[Object position labeling entries]
* * *

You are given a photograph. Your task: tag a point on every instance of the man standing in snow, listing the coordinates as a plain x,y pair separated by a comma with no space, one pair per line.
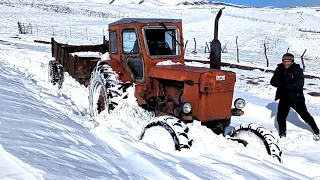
288,78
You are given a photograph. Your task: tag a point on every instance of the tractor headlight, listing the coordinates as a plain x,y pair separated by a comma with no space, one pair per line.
239,103
186,108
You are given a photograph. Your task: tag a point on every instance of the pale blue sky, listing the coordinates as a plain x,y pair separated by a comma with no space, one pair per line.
275,3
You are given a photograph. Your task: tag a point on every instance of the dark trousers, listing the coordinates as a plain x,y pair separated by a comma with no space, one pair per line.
300,108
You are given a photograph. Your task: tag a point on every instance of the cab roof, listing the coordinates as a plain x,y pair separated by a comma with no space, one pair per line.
144,20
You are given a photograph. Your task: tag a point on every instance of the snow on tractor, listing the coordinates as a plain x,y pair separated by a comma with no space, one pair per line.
176,93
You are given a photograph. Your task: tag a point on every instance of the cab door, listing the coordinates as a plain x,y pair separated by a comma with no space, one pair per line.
131,54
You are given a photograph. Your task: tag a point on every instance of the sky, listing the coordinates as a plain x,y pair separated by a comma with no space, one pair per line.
275,3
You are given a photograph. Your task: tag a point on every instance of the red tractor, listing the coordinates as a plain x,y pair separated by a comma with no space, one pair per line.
176,93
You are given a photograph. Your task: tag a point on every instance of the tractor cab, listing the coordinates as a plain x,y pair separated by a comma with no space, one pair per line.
142,43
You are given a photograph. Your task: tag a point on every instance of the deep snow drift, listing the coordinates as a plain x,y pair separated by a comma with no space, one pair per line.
46,133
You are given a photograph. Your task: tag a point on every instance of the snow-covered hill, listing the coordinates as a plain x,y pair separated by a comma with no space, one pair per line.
46,133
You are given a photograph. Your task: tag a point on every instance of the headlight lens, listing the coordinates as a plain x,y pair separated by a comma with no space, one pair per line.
239,103
186,108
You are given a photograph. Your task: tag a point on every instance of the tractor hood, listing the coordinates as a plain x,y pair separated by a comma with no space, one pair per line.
195,74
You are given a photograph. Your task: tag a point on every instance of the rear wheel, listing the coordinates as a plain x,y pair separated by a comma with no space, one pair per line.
257,137
167,133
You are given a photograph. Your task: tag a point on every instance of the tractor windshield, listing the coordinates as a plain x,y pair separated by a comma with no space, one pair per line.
161,42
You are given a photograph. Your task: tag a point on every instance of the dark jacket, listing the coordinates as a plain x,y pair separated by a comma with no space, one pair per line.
289,83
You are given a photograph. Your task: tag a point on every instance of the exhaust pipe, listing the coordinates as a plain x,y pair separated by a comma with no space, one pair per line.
215,45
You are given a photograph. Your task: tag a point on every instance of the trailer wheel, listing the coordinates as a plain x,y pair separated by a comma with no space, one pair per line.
104,88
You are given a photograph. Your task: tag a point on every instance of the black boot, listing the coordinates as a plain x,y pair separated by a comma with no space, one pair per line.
282,134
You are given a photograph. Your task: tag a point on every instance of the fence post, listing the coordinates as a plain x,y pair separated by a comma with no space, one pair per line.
303,66
195,46
87,33
37,29
265,53
52,31
237,50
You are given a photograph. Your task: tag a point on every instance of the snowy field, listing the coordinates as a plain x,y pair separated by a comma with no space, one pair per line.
47,134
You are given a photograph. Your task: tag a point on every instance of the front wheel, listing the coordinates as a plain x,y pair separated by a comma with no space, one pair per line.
103,87
167,133
257,137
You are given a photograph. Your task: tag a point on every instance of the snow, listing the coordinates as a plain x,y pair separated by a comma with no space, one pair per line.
47,133
168,62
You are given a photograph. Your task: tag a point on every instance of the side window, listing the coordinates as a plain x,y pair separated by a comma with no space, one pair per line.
113,42
130,42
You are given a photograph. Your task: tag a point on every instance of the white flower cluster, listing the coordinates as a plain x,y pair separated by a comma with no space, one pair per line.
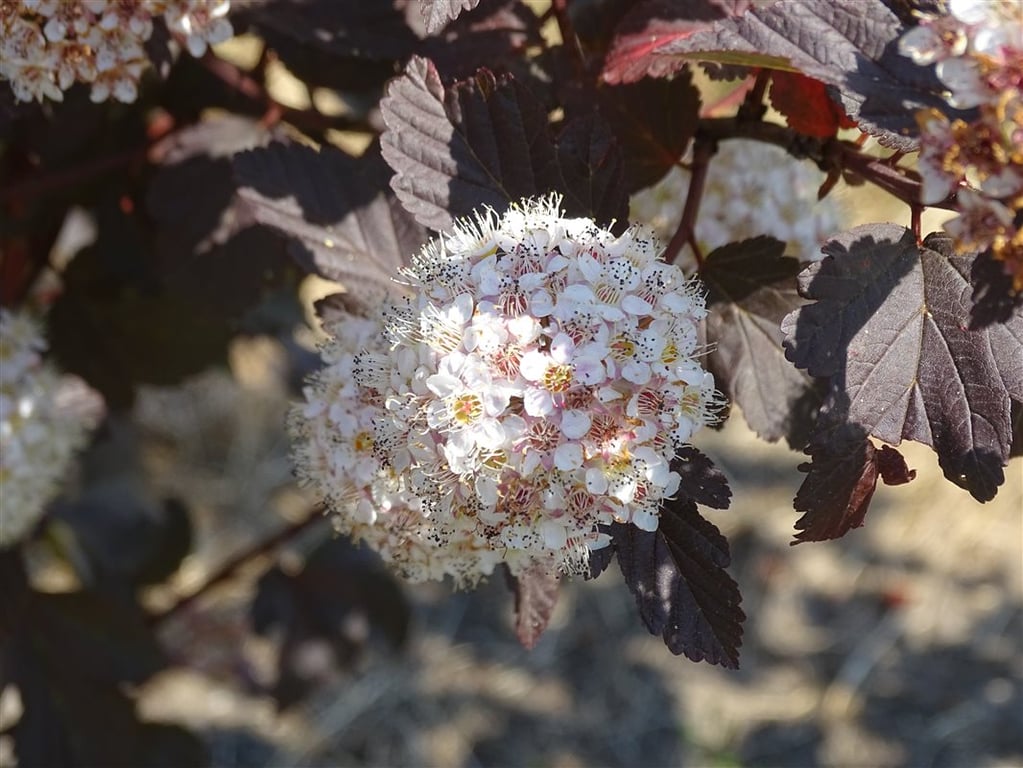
48,45
45,417
972,42
752,188
535,386
978,47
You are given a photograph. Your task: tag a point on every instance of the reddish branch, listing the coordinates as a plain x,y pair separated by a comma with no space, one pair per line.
703,150
228,569
847,155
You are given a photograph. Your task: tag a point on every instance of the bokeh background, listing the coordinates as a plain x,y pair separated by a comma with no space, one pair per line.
897,645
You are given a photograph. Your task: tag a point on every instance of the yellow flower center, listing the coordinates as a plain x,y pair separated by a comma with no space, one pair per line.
558,377
466,408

* * *

> [GOAL] Repeat everything in the records precisely. Images are excluded from the copy.

> [CORRECT ANSWER]
You are given a photograph. Your task: tag a point on every instance of the man standing in snow, listing the coordinates as a plain x,y pair separated by a comma with no space, one pair per line.
288,78
You are given a photograph. Your task: tag a point on every instance of the tractor headlight, listing the coordinates as a plain x,y pair separated by a comma with no space, one pair per line.
239,103
186,108
You are given a photograph. Your task: tag a point on every instance of the pale blue sky, listing the coordinates as a plain x,y pair separated by a comma with no space, one pair per line.
275,3
You are given a photograph. Your task: tag a point on every instance of the dark trousers, listing the coordinates as a plain x,y pair separated by a comma with no space, one pair per line.
300,108
You are given a photograph. Your task: tag a point on every instance of the cab roof, listing the coordinates as a plain x,y pair separated by a comma with no space, one pair per line.
144,20
You are given a photograph. Your task: tag a point on every instance of the snow on tractor, listing the coordinates as a plain x,y pair separated by a comma with no space, one pair per line.
176,93
You are given a photograph. Your task: tag a point on every instance of the cab door, listing the coordinates as a plain x,y pair separated by a comma with no space, one pair per line.
131,54
You are given a photograph. Your task: tag a point on every instance of the sky, listing the coordinates as a plain x,y pair separated by a comma with no space, one pair per line.
275,3
You are given a photograph. Your task: tag a point on every instance of the red tractor, listing the coordinates as a plain x,y pair separated by a comma with no space, one pair per line.
176,93
You are given a photograph. Your task: tag a point on every instance of the tractor cab, listing the coordinates as a plain x,y pair separated by a comma with no space, one pair per line.
142,43
You are given a photograph. Your task: tag a point on every instance of the deep snow drift, listing the coordinates as a plain x,y pair separated by a comma with no space, one pair per line.
46,133
You are given a photograph. Your task: tag a point on every instance of the snow-covered hill, listing the coordinates as a plain x,y pair separated by a comma with no space, one pair per line.
46,133
You are given a photograph. Your task: tag a point on every instance of the headlight lens, listing the coordinates as a plain x,y pair separated by a comma with no space, one pair per line.
239,103
186,108
You are given a photograph. Your task: tag a point on every instance of the tractor hood, listing the coordinates as a plain x,y pair separated by a comma with no space, one pair per line.
195,74
You are given a photograph. Your task: tag a point on every instance of the rear wheel, listing the coordinates as a plain x,y pair separated by a comma with no space, one pair per line.
257,137
167,133
You are given a photograph. Your task: tag a point on every instance of the tractor windshield, listing the coordinates as a plain x,y pair separated by a comma with no space, one pair per line.
161,42
You are given a photograph. Your task: tag a point on every instance of the dark jacket, listing the coordinates as a plain x,y pair separated by a comma with no space, one pair per line.
289,83
You are given a photograph. Your task: tag a point on every instance of the exhaust pipe, listing the coordinates as a plain x,y pair separated by a comma with no space, one pair per line.
215,45
You are given a photograph. Your task: tag a point on every instance of the trailer wheel, listing the coordinates as a plain x,y pair separated by a comma with no space, one pair per line.
104,88
You are given a photograph. Your task: tag a point on every instance of the black boot, listing the coordinates as a plain x,y pair separated by a comma with no space, one pair per line.
282,134
You are given a photograph. Your task: tag a point on every instance of the fence post, listing the coordinates as a plain x,y pair separated by a comma with no space, one pair per line.
303,66
195,46
87,33
37,29
265,53
52,31
237,50
You are given a photograph. Your task: tag a point on every instance of the snowy field, listing the coordinates as a plain x,y pair separated by a comma with no space, one pair per line.
47,134
You are given a photograph. Your task: tag a point on every instance of the front wheel, listing the coordinates as a plain x,y pair separated by a comma with no space, one pair per line.
103,87
167,133
257,137
You are given a photograph. Your task: tag a point on every instance of the snow, listing the coordinates as a plain x,y pair separated by a comma with no space, one pair per line.
47,133
168,62
You are given a photograph. Your task: tag a point on every instance of the side window, listing the coordinates as a plain x,y pair separated by a comma with no space, one pair per line.
113,42
130,42
You are given a photograph. Your task: tag a point on every instance of the white flower cluster, listing the coordinates as a plain x,y pair separated by a comma with no space, one pair per line.
48,45
45,417
972,42
752,188
535,386
978,47
You are given a photograph. Your task: tag a point on every instance of the reddish branch, listing the coordinates as a plain x,y pair separated by a comma with no space, one pair per line.
703,150
228,569
847,155
You are given a photograph. Your task: tag a point on every instance of the bokeh background, listing the coordinates as a plain x,y pair separated by a comma with no space, one pair per line.
897,645
You are given a photograph. Your task: tag a point on every instance of the yellow flower center, listing the coordinates as a plain x,y pair separated by a comma with no space, one pair per line.
558,377
466,408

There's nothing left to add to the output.